*Coordinate annotation records*.
"""
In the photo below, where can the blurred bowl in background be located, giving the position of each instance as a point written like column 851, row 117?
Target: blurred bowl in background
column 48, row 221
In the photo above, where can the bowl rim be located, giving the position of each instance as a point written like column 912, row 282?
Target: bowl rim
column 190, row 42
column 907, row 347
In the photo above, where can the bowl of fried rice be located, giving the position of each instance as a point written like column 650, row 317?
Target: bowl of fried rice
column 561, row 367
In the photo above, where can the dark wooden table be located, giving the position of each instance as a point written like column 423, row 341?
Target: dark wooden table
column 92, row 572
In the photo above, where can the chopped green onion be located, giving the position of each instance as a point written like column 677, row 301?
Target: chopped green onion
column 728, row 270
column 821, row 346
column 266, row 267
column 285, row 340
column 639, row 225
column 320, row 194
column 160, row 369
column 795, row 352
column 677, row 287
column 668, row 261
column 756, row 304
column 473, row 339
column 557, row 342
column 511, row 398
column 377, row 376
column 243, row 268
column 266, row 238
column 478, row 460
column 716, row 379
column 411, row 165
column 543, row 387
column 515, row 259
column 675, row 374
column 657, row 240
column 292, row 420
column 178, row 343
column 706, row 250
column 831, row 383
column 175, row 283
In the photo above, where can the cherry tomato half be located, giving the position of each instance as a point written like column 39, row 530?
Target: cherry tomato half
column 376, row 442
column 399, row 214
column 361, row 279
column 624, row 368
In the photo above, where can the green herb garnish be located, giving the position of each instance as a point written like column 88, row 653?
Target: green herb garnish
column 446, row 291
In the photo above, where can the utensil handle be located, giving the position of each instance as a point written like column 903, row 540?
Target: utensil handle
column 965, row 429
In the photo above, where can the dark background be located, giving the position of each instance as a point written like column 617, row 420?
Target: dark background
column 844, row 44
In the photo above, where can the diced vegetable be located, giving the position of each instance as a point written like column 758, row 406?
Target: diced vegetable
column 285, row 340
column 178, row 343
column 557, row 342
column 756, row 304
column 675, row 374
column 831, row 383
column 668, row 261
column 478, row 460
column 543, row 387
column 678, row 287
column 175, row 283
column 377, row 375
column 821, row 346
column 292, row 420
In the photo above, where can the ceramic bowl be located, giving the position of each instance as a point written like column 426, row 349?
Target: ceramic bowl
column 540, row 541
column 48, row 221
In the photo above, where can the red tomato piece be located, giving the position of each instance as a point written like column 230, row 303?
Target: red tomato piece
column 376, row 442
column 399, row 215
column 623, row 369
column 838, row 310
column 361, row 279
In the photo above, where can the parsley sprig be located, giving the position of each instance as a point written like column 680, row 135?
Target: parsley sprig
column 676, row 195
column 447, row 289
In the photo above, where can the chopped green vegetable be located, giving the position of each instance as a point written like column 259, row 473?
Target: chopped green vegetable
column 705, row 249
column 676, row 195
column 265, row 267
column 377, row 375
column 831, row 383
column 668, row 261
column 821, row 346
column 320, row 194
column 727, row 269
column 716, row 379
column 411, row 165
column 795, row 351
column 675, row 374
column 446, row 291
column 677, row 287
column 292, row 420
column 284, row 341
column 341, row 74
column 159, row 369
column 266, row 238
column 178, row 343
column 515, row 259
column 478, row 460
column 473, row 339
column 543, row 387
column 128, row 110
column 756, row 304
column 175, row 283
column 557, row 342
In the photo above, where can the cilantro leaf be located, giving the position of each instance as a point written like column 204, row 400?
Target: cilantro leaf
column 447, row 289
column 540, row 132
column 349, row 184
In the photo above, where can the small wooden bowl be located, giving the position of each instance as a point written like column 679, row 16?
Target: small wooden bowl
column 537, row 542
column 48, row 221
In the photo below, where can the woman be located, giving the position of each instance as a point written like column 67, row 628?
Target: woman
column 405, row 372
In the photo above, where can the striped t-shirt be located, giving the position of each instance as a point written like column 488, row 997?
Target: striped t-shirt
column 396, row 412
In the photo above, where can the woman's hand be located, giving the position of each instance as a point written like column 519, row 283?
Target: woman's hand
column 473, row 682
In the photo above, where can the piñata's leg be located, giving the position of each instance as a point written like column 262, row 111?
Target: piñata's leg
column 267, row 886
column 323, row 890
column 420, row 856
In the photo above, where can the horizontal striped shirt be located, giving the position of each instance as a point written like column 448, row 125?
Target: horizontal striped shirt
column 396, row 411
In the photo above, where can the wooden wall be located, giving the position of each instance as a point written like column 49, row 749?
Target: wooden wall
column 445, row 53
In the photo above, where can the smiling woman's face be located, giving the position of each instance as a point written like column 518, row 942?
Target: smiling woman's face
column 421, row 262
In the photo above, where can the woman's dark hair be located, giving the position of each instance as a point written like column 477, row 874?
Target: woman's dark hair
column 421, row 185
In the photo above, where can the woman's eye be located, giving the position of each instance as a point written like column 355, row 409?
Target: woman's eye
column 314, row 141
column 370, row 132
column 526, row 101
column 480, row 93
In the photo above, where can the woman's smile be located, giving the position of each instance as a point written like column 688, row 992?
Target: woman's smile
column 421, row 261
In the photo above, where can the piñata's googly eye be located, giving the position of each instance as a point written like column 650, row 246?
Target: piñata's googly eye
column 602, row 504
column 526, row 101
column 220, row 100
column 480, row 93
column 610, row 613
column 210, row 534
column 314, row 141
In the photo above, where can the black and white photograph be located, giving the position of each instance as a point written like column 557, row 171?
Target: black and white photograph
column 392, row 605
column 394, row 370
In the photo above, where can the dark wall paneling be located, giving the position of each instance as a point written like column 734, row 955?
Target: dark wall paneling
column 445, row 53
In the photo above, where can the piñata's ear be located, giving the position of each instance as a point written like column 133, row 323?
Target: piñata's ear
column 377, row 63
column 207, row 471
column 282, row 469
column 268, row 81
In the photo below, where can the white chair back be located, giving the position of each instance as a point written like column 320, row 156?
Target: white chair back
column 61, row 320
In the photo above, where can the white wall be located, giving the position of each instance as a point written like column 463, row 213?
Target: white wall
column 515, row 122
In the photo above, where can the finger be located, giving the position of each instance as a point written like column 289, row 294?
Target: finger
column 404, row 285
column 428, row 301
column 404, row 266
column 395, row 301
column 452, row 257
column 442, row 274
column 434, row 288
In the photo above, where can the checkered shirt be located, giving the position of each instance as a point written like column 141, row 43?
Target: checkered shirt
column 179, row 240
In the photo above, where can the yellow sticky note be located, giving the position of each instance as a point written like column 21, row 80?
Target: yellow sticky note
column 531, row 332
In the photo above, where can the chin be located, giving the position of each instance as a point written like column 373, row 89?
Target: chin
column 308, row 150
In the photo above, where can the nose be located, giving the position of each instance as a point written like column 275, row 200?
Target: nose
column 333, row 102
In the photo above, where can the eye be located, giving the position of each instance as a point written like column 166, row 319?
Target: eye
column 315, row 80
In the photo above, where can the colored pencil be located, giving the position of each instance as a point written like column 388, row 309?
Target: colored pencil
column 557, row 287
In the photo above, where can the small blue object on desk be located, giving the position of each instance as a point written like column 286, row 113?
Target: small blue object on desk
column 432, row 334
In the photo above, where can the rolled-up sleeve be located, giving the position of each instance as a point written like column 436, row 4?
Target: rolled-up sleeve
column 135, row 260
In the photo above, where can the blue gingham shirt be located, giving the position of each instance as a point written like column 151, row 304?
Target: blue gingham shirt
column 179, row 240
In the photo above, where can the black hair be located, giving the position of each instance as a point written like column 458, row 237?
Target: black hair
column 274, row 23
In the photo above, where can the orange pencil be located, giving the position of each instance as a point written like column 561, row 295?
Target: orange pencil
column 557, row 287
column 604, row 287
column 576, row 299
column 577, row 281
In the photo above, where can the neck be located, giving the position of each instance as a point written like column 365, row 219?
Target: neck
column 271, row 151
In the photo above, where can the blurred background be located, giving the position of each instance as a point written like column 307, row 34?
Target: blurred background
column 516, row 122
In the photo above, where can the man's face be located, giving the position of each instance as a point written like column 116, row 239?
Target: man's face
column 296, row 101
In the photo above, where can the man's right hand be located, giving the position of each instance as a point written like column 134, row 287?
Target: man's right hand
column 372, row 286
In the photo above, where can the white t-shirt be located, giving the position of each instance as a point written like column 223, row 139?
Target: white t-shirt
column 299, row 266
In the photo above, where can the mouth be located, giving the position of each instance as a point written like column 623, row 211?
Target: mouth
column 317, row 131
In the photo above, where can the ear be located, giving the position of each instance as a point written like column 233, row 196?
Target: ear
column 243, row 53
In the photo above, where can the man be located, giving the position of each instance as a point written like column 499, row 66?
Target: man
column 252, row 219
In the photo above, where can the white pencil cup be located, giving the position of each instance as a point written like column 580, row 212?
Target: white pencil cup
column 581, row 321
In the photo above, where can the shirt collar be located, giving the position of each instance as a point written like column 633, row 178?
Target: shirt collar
"""
*Task goal*.
Convert the part of the records that opens with the line containing "In the photo above, where can the woman's dark" and closes with the line containing "column 421, row 185" into a JSON list of strings, one string per line, with blank lines omitted.

*Task solution*.
[
  "In the photo above, where can the woman's dark hair be located, giving the position of each instance as a point written like column 477, row 874?",
  "Target: woman's dark hair",
  "column 421, row 185"
]